» Task description
Format the listing lines starting at the one containing "For the dataset, tag each instance of the person" and ending at the one containing "Query: person with backpack" as a Markdown table with the columns Row and Listing line, leaving out any blank lines.
-- START Given information --
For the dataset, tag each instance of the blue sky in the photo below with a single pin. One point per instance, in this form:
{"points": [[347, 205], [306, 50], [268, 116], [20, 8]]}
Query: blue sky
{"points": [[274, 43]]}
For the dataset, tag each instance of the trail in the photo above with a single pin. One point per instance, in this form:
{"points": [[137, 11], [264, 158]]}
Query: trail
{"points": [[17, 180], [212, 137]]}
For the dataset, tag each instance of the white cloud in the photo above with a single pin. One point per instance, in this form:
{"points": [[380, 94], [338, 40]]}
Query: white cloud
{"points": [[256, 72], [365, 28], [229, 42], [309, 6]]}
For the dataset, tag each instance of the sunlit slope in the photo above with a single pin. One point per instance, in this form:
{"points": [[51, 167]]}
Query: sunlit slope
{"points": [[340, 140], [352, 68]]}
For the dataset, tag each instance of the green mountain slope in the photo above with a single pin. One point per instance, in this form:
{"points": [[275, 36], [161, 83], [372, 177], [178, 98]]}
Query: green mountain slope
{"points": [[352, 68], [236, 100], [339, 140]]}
-- END Given information --
-- START Given information --
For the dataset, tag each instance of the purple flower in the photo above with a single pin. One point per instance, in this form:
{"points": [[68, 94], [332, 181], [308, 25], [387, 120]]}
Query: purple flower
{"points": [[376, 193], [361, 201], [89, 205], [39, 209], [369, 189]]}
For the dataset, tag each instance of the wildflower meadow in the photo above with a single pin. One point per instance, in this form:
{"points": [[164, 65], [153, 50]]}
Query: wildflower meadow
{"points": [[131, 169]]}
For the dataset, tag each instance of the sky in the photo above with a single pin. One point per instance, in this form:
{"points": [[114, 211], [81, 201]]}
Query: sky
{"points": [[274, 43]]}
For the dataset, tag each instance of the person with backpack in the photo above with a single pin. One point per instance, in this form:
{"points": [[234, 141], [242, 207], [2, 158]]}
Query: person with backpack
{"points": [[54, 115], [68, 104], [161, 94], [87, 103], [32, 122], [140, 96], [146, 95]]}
-- END Given information --
-- START Given information --
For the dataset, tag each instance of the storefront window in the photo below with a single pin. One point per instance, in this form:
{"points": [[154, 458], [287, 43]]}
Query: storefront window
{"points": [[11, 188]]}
-- END Given information --
» Correct result
| Row | Listing line |
|---|---|
| 1 | For the dataset, tag each instance of the person with backpack in the photo above with a single pin. One point per instance, in this form: |
| 2 | {"points": [[234, 141], [242, 207], [2, 158]]} |
| 3 | Query: person with backpack |